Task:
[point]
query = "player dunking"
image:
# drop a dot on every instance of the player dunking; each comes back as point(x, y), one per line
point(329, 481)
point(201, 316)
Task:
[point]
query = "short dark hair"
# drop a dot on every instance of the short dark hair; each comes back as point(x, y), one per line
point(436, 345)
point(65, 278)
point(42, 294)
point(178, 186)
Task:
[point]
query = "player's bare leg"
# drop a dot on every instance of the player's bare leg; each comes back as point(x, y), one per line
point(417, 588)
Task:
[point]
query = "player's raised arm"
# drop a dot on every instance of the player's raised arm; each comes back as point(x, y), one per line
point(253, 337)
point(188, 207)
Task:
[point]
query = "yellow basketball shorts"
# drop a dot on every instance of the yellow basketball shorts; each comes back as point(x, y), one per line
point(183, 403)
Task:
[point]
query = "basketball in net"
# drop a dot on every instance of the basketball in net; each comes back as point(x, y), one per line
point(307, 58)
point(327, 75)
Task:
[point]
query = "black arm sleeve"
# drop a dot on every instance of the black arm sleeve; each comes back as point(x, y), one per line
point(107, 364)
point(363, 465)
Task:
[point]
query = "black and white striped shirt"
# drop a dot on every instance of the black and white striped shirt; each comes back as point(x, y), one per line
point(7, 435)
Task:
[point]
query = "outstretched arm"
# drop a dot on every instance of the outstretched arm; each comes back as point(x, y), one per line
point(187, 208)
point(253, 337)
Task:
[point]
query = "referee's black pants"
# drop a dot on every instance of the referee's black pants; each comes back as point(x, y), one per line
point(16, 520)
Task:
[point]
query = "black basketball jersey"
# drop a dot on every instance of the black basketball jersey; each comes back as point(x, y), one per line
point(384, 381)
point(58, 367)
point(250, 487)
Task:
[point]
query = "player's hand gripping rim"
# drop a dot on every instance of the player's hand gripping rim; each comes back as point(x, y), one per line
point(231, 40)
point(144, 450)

----

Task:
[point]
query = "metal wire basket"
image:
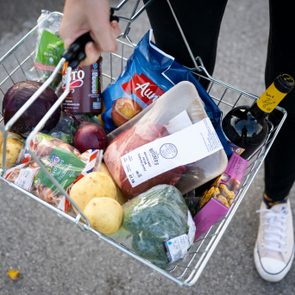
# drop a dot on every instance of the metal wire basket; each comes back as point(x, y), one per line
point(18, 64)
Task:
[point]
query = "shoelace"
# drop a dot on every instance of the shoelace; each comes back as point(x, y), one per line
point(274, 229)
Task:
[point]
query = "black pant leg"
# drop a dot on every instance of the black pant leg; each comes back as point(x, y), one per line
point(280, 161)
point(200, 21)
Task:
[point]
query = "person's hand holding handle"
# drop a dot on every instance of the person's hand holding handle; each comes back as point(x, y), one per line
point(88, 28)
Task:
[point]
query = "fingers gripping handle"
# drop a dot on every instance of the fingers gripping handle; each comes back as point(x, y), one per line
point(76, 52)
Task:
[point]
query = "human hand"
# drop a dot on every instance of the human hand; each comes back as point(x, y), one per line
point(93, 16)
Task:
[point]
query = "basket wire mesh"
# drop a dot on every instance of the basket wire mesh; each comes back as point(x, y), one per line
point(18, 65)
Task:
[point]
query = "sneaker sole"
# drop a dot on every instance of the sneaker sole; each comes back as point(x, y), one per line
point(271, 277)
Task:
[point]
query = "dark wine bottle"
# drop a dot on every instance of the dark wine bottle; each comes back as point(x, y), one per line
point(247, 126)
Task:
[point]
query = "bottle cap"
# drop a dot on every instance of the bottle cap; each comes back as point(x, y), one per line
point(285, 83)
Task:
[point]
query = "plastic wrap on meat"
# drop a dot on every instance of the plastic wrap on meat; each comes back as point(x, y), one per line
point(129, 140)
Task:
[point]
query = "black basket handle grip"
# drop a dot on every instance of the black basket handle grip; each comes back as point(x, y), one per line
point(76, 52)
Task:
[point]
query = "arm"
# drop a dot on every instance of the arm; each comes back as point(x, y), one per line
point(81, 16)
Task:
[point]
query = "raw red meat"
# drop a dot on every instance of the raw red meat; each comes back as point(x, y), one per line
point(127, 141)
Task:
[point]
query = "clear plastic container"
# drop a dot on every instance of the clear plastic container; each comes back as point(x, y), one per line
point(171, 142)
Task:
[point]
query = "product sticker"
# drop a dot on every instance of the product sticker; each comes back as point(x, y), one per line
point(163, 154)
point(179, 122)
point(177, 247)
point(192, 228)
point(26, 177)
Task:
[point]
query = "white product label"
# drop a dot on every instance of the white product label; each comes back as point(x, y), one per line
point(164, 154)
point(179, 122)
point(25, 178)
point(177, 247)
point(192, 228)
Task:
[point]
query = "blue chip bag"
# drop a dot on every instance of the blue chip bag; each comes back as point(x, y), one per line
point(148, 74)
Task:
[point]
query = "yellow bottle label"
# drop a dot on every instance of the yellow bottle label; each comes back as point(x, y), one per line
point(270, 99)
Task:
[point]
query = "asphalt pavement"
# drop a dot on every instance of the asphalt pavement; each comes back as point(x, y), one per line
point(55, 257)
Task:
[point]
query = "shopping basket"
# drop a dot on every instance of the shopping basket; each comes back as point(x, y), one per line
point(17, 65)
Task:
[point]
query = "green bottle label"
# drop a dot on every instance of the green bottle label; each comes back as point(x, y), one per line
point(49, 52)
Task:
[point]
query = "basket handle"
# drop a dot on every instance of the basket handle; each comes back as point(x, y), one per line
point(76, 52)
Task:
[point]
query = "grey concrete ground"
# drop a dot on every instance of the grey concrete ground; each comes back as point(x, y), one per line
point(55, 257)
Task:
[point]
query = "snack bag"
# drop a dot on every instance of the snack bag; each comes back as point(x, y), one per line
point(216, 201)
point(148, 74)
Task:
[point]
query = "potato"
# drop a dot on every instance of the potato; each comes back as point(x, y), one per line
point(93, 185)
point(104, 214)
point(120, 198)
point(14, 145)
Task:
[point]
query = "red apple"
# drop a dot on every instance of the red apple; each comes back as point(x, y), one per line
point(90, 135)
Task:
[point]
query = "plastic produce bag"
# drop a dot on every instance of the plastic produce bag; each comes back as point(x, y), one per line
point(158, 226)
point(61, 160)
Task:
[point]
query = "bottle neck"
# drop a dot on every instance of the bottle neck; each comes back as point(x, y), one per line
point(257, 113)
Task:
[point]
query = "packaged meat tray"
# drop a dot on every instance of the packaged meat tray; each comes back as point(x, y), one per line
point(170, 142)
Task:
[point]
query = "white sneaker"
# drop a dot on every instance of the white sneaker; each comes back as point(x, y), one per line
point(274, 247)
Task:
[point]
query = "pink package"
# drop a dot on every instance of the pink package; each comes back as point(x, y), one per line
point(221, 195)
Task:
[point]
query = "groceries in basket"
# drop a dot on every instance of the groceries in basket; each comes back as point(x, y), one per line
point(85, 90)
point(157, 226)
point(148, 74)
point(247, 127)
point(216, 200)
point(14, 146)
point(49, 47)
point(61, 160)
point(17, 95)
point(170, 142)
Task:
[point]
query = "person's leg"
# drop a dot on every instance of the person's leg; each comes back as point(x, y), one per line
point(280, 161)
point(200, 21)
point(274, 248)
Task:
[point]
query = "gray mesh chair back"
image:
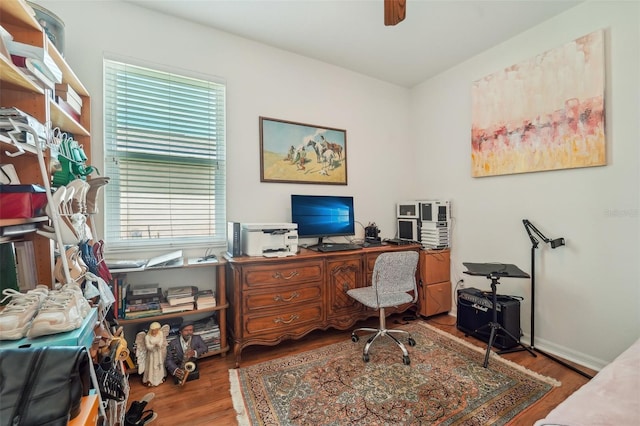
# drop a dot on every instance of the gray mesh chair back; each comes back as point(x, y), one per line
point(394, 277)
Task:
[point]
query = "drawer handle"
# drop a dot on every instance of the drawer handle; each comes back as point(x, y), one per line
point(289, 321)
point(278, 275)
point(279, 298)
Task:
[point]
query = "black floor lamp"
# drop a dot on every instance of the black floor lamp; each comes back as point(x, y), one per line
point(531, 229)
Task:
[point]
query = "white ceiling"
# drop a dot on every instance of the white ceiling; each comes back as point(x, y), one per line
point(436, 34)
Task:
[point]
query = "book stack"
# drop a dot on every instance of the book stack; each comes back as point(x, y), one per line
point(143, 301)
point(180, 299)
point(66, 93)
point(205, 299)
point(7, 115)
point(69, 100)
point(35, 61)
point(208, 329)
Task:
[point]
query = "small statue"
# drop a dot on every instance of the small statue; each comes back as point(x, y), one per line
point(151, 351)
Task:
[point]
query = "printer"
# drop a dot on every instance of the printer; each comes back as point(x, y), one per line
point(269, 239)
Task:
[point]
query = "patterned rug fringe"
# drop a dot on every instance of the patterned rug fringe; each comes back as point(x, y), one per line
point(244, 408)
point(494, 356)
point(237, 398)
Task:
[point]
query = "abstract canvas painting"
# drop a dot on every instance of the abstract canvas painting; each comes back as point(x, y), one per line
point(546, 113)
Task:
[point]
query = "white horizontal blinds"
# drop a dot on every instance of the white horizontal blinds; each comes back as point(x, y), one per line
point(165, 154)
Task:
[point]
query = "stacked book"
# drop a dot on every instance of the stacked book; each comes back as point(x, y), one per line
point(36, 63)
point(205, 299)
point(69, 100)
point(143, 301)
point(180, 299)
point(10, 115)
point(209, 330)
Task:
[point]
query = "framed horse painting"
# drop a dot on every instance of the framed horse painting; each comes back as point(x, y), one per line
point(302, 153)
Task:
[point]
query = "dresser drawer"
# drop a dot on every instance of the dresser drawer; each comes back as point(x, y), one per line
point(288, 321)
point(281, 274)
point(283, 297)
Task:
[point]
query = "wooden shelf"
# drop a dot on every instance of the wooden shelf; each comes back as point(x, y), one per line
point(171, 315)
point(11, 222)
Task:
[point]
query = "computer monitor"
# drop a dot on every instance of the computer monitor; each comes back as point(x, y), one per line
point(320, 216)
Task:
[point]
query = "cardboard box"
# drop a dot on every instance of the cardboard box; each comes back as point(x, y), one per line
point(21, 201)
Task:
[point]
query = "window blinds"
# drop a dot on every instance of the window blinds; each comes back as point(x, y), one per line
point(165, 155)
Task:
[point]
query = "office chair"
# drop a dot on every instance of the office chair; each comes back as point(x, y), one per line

----

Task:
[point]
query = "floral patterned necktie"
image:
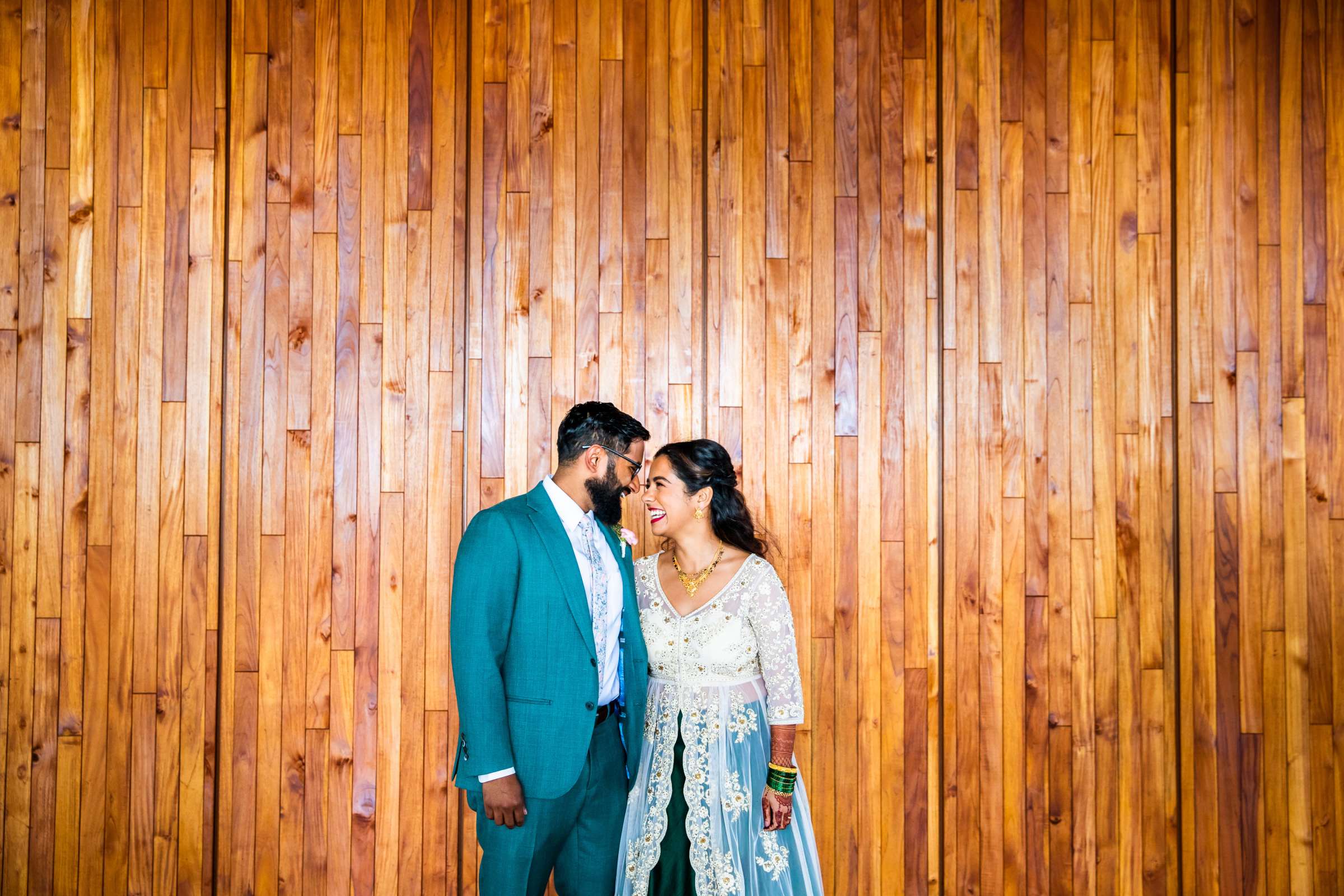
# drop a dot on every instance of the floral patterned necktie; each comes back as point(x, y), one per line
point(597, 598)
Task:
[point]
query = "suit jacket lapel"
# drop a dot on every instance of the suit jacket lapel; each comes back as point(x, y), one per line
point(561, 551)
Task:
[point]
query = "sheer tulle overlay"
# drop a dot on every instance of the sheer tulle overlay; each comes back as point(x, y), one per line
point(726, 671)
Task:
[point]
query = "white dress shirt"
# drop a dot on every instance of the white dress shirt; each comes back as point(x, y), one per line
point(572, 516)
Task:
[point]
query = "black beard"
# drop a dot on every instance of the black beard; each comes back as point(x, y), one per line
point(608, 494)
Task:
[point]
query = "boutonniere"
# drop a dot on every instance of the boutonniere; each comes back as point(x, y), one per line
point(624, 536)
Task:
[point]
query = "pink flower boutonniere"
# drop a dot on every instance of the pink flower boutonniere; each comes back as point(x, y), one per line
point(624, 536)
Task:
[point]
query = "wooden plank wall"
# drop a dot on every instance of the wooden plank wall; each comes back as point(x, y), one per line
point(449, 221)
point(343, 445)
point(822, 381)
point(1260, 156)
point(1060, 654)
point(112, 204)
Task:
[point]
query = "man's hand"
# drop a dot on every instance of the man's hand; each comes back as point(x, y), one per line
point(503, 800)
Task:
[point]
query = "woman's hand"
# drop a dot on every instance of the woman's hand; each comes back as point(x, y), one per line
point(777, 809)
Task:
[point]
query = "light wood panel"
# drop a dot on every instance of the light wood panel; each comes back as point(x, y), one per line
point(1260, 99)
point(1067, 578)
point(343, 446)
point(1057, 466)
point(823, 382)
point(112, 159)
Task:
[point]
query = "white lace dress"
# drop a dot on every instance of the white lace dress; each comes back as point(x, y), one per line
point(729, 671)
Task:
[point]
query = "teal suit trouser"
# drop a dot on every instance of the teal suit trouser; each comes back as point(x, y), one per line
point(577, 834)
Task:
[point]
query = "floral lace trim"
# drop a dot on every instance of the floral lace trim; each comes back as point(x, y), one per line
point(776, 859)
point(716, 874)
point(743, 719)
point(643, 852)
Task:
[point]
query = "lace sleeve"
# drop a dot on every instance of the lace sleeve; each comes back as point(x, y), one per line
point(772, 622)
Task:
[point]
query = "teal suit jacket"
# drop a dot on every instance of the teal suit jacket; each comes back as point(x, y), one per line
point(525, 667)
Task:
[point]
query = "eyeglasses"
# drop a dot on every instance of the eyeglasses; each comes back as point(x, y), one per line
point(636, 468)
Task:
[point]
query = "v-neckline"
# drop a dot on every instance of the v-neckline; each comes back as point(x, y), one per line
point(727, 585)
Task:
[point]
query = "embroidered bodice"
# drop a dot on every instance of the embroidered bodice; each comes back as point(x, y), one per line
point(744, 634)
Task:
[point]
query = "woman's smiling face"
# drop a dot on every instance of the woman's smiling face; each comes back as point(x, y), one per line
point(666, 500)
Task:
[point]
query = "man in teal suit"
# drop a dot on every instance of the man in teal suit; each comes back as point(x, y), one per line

----

_INSTRUCTIONS FOR THE TASK_: Pull out every line above that contains the word "player" and copy each one in full.

_THE RESPONSE_:
query = "player dunking"
# drop a dot on every instance of the player dunking; each comes back as point(x, y), one per line
query = "player's bare leg"
# drop a dot on every instance of the player's bare leg; each comes back as point(x, y), one per line
query = "player's raised arm"
# drop a dot on every instance of the player's raised arm; each comes back as point(x, y), one per line
query = "player's hand gripping rim"
# drop a dot on every instance of the player's hand gripping rim; each comes back as point(x, y), one per line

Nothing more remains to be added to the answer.